** RECORDS TO PROCESS follows **
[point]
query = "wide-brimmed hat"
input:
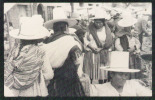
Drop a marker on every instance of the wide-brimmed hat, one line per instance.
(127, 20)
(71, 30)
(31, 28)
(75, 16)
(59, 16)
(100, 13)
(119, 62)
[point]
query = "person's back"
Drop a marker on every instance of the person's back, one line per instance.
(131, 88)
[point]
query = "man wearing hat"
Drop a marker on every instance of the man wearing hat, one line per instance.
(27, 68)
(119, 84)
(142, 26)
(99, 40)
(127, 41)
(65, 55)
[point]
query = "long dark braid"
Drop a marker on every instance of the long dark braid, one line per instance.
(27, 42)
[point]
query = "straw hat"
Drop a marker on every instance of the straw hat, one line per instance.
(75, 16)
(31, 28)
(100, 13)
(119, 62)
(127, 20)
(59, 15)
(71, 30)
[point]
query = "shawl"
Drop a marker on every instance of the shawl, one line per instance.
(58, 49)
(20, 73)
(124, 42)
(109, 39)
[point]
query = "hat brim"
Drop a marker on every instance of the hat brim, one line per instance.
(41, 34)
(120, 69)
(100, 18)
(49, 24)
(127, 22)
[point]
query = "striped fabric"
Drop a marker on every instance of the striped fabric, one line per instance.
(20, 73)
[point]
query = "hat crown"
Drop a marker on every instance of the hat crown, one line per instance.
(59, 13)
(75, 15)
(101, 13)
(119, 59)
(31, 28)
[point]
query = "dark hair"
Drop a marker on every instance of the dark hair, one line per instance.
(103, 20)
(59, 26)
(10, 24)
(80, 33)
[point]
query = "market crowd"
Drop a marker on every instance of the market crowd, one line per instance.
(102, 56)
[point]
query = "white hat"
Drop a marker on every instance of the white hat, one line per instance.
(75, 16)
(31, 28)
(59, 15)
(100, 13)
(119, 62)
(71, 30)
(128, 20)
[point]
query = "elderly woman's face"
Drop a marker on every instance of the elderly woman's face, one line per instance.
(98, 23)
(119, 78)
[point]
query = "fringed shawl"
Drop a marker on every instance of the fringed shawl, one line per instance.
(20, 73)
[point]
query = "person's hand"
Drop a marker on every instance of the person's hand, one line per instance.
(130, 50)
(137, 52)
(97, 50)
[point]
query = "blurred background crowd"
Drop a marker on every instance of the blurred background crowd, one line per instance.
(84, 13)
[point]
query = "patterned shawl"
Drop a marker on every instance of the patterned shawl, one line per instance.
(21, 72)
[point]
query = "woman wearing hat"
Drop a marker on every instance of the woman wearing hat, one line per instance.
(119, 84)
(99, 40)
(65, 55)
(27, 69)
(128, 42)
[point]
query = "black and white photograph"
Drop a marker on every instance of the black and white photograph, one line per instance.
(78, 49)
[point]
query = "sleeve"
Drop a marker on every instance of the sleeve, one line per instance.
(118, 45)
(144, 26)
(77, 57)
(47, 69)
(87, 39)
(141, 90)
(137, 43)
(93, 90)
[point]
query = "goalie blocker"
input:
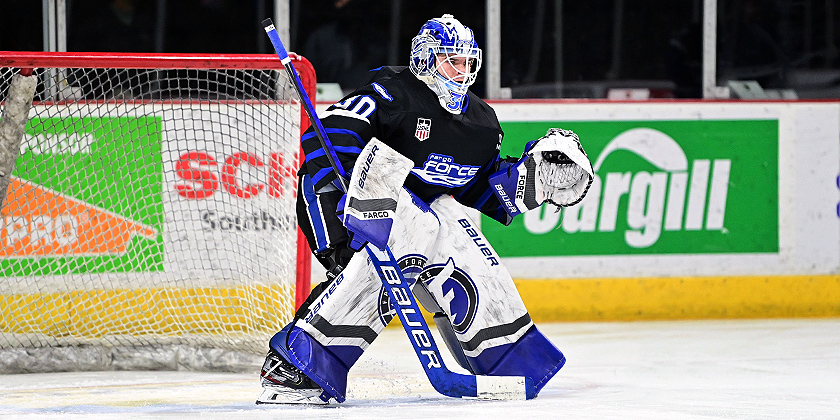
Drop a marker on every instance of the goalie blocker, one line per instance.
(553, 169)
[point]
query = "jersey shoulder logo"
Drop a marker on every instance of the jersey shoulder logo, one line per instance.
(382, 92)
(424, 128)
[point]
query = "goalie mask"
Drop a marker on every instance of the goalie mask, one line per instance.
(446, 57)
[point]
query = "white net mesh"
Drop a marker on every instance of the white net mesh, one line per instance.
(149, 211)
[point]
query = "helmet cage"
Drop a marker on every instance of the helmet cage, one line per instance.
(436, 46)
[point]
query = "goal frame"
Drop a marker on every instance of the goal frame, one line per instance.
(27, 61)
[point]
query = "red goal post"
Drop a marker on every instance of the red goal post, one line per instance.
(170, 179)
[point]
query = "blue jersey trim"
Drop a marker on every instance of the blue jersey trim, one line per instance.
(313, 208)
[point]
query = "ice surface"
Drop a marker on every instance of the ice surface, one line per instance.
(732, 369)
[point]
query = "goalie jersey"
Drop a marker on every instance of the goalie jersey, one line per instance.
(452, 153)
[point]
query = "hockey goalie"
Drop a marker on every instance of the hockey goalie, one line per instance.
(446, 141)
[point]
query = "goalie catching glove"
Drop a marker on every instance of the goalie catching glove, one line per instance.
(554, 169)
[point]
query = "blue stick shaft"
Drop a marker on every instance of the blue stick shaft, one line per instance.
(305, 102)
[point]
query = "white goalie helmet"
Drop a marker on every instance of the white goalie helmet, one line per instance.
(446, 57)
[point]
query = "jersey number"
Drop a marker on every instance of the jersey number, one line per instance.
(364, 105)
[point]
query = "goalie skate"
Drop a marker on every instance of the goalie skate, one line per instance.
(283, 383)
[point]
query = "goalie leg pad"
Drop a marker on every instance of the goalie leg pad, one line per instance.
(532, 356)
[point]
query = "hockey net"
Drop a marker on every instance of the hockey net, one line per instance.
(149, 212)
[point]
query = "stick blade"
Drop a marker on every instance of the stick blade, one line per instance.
** End of RECORDS TO PROCESS **
▶ _EXERCISE INSTRUCTIONS_:
All of the data is to be transcribed exactly, with images omitted.

▶ _WRITTEN ANSWER_:
[point]
query = "wide-brimmed hat"
input:
Drop a marker on every instance of the wide-brimmed hat, one line per instance.
(127, 20)
(71, 30)
(31, 28)
(75, 16)
(59, 16)
(100, 13)
(119, 62)
[point]
query = "person's back"
Drop a marker on every instance of the person's back, one line per instance.
(131, 88)
[point]
query = "man wearing hat"
Drop a marker on every instance of the man wearing hat, one line per instance.
(27, 68)
(119, 84)
(142, 26)
(99, 40)
(127, 41)
(65, 55)
[point]
query = "long dark braid"
Drop a marker on every instance of the long dark braid, one line per instance.
(27, 42)
[point]
query = "straw hat"
Drop a marker on every instance of the straw hat, one line per instance.
(75, 16)
(31, 28)
(100, 13)
(119, 62)
(127, 20)
(59, 15)
(71, 30)
[point]
query = "shawl"
Drop a marker on every instance of the shawl, one line per instance.
(58, 49)
(20, 73)
(124, 42)
(109, 39)
[point]
query = "hat brim"
Drop a marker on every instance of the hat brim, one line per instance.
(41, 34)
(120, 69)
(100, 18)
(49, 24)
(127, 22)
[point]
query = "striped fabric"
Drop a marker on every instance of the striped fabric, one line per instance.
(20, 73)
[point]
query = "hat crown"
Drop a marker on every instance of the hat crown, one line per instance.
(59, 13)
(75, 15)
(101, 13)
(119, 59)
(31, 28)
[point]
query = "dark hair"
Drop a marker on every instance of the dark hair, one line per instance.
(103, 20)
(59, 26)
(10, 24)
(80, 33)
[point]
query = "market crowd"
Drop a marker on every instance of the market crowd, one line per instance.
(102, 56)
[point]
query = "white hat"
Drop a marker on every instance of the white hat, one line per instance.
(75, 16)
(31, 28)
(59, 15)
(100, 13)
(119, 62)
(71, 30)
(128, 20)
[point]
query = "elderly woman's face"
Drop a marker on every instance of the elderly woman's face, one line per instance.
(98, 23)
(119, 78)
[point]
query = "fringed shawl"
Drop a marker on every instance of the fringed shawl, one line per instance.
(20, 73)
[point]
query = "person's hand"
Drop a marker on every instance of the person's hand, one line per instance.
(130, 50)
(137, 52)
(97, 50)
[point]
query = "blurred background crowd"
Drop a marker on every instance of the blurred background crowd, one line per instance.
(84, 13)
[point]
query = "patterned shawl"
Drop a marker on every instance of the patterned shawl, one line per instance.
(21, 72)
[point]
query = "woman wearing hat"
Drop a marker on every instance of the woman wearing hat, one line per instance.
(119, 84)
(99, 40)
(65, 55)
(27, 69)
(128, 42)
[point]
query = "black and white photograph"
Drop a marker on every instance of the black and white photograph, one line per instance.
(78, 49)
[point]
query = "sleeve"
Drop a marker on every instance of the sleeve, one line per instance.
(118, 45)
(144, 26)
(77, 57)
(47, 69)
(87, 39)
(141, 90)
(137, 43)
(93, 90)
[point]
query = "goalie blocker"
input:
Drop a marker on every instance of the goalie blocker, one line per instance.
(553, 169)
[point]
query = "jersey shoulder logo"
Drop a marker on every instance of the jersey shoulder logo, one line per instance.
(382, 92)
(424, 128)
[point]
query = "goalie mask"
Drop a marker on every instance of the goalie mask, one line per instance.
(446, 57)
[point]
query = "white net mesh"
Drop a marker on every instance of the white net mesh, one line per instance.
(149, 211)
[point]
query = "helmet cage"
Drop a marker on every instance of the helmet cage, one line per instance.
(436, 46)
[point]
query = "goal frame"
Drop a marker on every instance of the goal frame, one line per instance.
(27, 61)
[point]
query = "red goal post"
Drop a marker on every instance of the red goal post, one line per instance.
(170, 179)
[point]
query = "blue jersey trim"
Drop a marker on every instance of the blue jersey trim, one line per instance.
(313, 208)
[point]
query = "ice surface"
Drop a marker on every instance of the ice surface, one line per instance.
(732, 369)
[point]
query = "goalie jersey"
Drop a marker on every instance of the goalie jersey, one line per instance.
(452, 153)
[point]
query = "hockey goalie"
Drop a marker on every instance of the hockey goalie, one line per instance.
(446, 141)
[point]
query = "goalie catching glove"
Drop a marker on every instance of the goalie catching glove, one line per instance.
(554, 169)
[point]
query = "blue stick shaft"
Drop a marker on every instance of the blue stick shaft, one line per instance.
(305, 102)
[point]
query = "white goalie helmet"
Drop a marker on every instance of the white goalie helmet, one line per instance.
(446, 57)
[point]
query = "jersey number"
Drop a marker on every instance of the jersey number, one line per instance.
(364, 105)
[point]
query = "goalie skate"
Drop a marker on every instance of the goalie skate, one line per instance.
(283, 383)
[point]
query = "goalie leg pad"
Drop a marker on every instance of the goalie leg pad, one line per instance.
(532, 356)
[point]
query = "hockey net"
Drop a marker on every instance of the hockey net, one line per instance.
(149, 212)
[point]
query = "stick blade"
Drop a marker on every instance of the stick blade, one line per instance.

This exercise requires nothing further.